Project Overview:

Vision Transformers (ViTs) have emerged as powerful models for computer vision tasks but often lack reliable uncertainty quantification. This project addresses this gap by developing MABViT2, a Model Agnostic Bayesian Vision Transformer, enabling uncertainty estimation without architectural modifications.

Key Contributions:

Developed a Bayesian ViT model that quantifies uncertainty without architectural changes
Implemented a variational inference approach for parameter estimation
Validated performance on benchmark datasets while maintaining competitive accuracy
Demonstrated superior out-of-distribution detection compared to deterministic baselines
Created a flexible implementation that can be applied to any existing Vision Transformer

Technical Details:

The MABViT2 framework uses a Monte Carlo Dropout method in the self-attention mechanism to approximate Bayesian inference. By running multiple forward passes with different dropout masks, the model generates a distribution of predictions that capture epistemic uncertainty. The implementation is compatible with existing ViT architectures like DeiT and ViT-B models.

**Exercise description**
Duplicate the stretch of the MABViT2 project description from "Vision Transformers (ViTs)" through "without architectural modifications.".

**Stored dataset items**
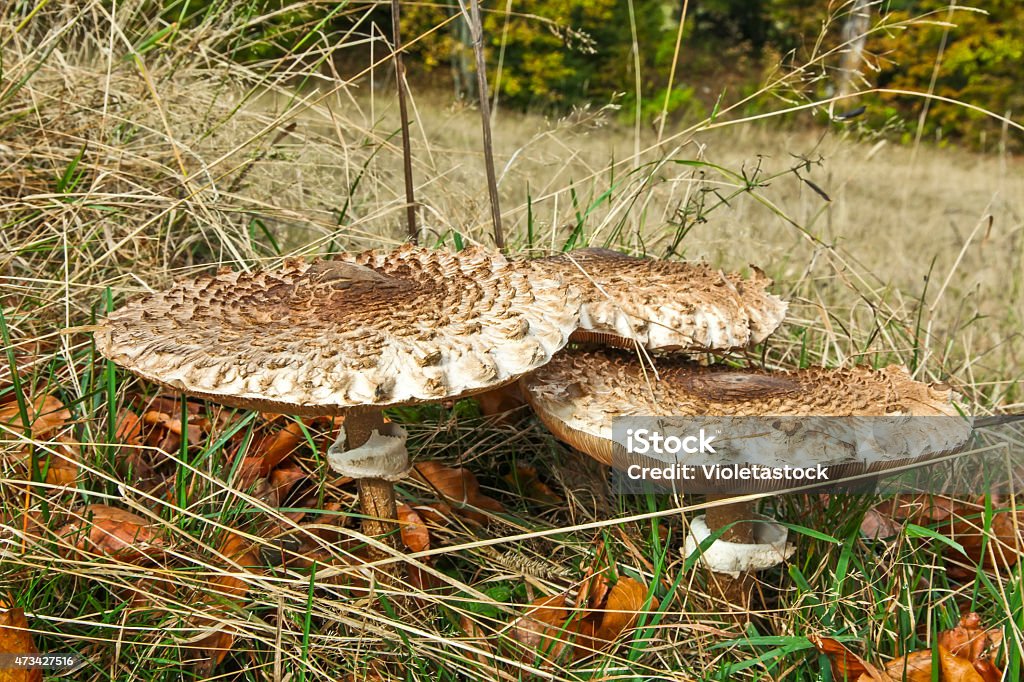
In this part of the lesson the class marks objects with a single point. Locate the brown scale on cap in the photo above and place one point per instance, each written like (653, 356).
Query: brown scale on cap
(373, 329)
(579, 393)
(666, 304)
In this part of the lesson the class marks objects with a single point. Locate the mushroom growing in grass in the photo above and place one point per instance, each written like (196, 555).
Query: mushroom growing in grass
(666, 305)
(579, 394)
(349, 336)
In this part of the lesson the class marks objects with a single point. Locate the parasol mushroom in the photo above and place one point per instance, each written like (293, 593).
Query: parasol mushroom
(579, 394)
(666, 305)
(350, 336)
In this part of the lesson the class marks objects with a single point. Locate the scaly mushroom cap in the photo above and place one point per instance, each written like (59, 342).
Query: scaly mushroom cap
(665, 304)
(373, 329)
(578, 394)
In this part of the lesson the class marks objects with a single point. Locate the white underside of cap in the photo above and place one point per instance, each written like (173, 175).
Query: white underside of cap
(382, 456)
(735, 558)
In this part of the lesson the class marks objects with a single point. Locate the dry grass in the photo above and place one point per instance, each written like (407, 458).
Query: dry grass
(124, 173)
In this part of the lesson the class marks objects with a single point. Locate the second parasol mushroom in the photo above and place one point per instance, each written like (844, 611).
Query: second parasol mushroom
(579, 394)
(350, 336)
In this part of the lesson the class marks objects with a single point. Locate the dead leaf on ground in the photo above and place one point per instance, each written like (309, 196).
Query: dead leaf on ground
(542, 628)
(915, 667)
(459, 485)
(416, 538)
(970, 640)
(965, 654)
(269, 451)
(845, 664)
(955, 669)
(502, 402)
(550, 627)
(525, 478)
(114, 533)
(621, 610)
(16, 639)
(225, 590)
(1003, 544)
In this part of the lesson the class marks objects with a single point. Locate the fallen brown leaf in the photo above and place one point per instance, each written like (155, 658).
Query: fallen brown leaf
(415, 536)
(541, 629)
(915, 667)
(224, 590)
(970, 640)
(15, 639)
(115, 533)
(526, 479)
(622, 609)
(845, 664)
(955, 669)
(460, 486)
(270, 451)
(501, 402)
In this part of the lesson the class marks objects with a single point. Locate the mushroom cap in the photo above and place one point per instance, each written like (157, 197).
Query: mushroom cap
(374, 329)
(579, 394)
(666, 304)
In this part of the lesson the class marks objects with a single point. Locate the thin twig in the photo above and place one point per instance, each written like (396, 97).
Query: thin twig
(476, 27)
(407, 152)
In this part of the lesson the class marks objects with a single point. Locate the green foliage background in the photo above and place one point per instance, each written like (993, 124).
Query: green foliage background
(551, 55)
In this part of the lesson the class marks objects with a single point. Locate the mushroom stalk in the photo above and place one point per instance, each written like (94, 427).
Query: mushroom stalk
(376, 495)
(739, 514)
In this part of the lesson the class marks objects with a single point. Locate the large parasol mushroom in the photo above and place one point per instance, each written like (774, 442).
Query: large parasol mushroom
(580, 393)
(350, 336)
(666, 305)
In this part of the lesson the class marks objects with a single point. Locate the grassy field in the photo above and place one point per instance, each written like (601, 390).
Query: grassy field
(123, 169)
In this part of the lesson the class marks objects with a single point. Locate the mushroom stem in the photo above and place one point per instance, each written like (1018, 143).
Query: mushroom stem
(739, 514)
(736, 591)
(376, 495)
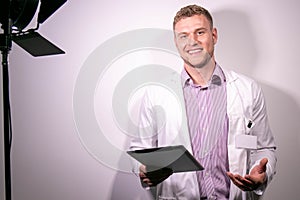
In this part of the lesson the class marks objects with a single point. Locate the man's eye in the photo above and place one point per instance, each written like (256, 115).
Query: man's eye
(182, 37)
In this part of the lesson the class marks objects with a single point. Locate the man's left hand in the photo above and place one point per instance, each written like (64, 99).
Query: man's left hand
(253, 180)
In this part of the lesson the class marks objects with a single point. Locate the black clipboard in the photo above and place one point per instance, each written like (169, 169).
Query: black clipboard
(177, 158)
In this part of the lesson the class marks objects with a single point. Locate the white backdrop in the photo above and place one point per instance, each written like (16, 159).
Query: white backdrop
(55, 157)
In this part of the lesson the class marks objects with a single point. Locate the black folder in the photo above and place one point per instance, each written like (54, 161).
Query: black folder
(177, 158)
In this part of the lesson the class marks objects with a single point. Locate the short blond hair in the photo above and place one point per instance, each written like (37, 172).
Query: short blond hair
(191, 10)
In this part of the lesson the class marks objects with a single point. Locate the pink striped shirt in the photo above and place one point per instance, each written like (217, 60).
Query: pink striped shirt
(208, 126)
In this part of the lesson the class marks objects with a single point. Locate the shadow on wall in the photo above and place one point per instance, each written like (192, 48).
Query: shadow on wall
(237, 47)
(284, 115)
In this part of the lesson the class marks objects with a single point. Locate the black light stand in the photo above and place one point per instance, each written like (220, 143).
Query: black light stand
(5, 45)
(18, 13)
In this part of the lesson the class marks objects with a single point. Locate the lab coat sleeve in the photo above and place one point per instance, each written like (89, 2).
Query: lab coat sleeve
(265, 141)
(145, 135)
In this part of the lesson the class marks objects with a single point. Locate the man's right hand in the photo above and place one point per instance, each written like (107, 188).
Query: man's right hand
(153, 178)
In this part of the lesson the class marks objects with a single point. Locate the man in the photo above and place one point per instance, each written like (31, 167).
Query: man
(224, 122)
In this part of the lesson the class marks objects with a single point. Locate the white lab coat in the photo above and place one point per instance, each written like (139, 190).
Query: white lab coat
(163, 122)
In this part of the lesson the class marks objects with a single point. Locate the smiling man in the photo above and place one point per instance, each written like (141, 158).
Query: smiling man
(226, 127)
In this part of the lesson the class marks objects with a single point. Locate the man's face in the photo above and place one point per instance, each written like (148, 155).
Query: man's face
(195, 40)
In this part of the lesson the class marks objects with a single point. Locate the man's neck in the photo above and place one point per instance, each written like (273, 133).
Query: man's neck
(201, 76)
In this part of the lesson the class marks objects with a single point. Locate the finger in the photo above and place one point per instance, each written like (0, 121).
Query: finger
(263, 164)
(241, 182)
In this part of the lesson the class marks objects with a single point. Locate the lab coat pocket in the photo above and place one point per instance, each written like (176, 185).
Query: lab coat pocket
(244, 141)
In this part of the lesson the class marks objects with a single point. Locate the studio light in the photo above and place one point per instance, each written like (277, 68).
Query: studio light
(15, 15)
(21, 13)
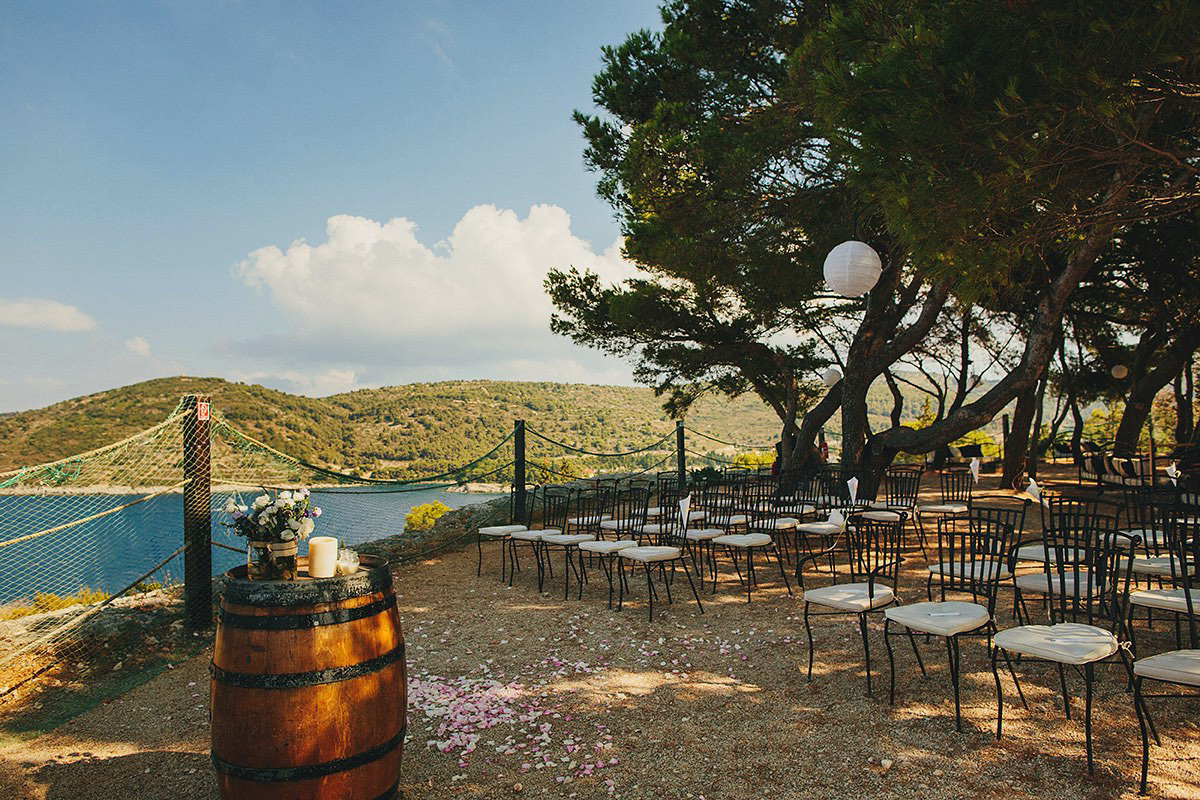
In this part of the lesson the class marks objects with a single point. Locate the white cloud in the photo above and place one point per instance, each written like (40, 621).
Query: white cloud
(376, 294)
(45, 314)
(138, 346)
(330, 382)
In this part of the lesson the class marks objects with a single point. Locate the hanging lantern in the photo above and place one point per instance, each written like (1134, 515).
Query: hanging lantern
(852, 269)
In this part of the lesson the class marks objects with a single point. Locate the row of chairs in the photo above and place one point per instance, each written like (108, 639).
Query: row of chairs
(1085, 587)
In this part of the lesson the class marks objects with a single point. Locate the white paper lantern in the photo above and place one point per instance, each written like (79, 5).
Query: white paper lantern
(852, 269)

--

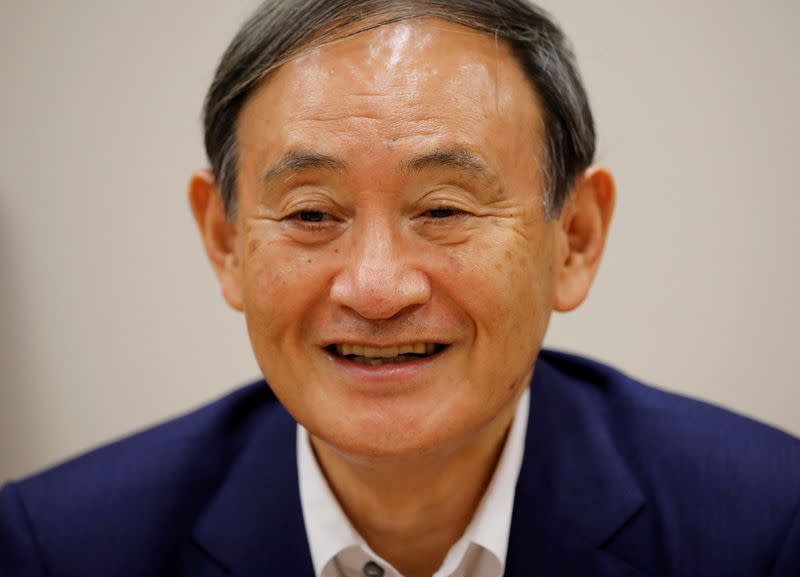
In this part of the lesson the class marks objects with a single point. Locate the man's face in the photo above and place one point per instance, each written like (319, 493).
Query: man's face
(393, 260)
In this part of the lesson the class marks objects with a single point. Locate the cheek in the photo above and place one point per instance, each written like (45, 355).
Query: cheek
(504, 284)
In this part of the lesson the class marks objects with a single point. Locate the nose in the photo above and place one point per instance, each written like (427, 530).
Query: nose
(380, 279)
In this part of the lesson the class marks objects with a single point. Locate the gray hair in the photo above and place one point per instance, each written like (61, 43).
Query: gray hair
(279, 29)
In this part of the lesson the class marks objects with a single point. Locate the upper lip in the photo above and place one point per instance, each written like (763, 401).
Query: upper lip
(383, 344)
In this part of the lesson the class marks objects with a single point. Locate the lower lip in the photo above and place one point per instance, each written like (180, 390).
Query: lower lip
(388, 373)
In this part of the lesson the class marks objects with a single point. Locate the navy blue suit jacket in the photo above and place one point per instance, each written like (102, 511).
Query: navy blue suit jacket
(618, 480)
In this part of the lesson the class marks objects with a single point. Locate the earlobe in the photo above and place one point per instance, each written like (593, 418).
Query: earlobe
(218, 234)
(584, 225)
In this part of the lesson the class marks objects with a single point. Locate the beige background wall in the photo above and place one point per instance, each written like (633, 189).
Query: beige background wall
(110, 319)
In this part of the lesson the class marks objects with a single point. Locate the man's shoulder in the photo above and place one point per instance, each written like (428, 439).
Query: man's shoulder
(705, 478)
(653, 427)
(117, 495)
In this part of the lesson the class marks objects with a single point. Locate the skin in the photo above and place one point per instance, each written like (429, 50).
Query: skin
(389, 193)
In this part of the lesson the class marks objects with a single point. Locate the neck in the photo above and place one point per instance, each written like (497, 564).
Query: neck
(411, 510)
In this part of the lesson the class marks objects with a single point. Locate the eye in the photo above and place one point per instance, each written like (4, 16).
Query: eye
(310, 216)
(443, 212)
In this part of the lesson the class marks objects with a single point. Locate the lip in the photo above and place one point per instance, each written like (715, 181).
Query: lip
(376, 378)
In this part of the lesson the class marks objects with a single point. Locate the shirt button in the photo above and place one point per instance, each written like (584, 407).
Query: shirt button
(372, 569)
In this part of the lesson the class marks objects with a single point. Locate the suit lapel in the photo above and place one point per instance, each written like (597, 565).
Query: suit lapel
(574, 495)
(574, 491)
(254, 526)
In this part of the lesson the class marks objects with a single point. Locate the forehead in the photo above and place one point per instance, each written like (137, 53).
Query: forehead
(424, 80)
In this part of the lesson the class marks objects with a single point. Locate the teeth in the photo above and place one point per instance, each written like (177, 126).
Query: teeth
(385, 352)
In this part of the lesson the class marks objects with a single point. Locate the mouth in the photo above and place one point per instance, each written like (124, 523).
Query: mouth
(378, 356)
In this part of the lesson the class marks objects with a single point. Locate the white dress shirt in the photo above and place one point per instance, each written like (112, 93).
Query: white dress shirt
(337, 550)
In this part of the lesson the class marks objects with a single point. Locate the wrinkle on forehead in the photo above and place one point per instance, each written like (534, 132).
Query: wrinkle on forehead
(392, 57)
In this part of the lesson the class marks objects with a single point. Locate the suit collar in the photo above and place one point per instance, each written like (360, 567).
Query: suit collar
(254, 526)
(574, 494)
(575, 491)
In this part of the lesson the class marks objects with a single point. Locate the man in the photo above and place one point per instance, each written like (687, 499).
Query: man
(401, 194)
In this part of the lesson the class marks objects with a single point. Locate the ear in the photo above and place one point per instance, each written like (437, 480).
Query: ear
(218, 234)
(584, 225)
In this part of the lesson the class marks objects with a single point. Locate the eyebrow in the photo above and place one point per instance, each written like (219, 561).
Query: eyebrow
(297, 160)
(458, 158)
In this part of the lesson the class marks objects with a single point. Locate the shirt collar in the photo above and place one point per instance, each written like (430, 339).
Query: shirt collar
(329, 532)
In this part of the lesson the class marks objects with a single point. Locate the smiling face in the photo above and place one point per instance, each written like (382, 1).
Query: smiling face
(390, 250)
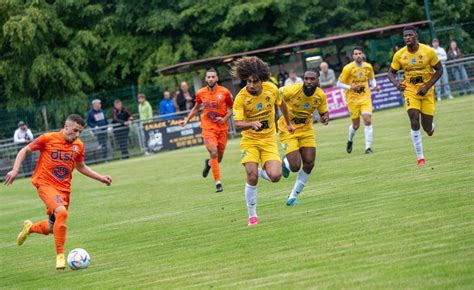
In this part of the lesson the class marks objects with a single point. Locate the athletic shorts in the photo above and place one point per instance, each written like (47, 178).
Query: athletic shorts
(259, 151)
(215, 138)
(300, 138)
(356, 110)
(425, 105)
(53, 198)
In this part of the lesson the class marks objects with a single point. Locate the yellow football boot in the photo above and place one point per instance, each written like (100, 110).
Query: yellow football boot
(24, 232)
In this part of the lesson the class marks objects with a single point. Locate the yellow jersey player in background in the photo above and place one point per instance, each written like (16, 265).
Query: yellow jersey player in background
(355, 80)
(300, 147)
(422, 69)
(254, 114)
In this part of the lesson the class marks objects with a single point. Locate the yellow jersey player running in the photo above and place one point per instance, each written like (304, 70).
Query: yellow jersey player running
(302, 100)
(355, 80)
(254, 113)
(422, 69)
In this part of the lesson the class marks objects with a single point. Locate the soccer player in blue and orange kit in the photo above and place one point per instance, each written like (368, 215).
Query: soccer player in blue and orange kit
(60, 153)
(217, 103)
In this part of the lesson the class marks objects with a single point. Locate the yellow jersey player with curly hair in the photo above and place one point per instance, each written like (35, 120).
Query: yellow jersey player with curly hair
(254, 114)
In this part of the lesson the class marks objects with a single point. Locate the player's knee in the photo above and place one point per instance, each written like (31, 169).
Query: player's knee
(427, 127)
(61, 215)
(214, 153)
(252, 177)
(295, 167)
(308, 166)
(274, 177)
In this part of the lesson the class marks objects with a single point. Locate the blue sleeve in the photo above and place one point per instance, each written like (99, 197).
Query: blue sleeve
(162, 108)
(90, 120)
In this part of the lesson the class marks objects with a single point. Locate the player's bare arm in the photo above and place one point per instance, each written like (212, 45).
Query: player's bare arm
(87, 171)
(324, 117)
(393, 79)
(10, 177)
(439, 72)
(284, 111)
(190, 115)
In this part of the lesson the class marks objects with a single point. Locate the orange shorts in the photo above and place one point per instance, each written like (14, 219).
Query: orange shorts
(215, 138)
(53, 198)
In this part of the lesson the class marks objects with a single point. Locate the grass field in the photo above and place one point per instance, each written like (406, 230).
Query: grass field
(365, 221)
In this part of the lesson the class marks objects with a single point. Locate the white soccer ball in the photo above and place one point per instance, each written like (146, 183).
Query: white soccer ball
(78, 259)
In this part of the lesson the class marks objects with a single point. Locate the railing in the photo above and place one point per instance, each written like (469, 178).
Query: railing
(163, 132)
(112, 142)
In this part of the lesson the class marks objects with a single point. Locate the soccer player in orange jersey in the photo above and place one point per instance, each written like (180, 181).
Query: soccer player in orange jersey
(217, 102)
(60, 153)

**Finished task**
Vision Transformers (ViTs) have emerged as powerful models for computer vision tasks but often lack reliable uncertainty quantification. This project addresses this gap by developing MABViT2, a Model Agnostic Bayesian Vision Transformer, enabling uncertainty estimation without architectural modifications.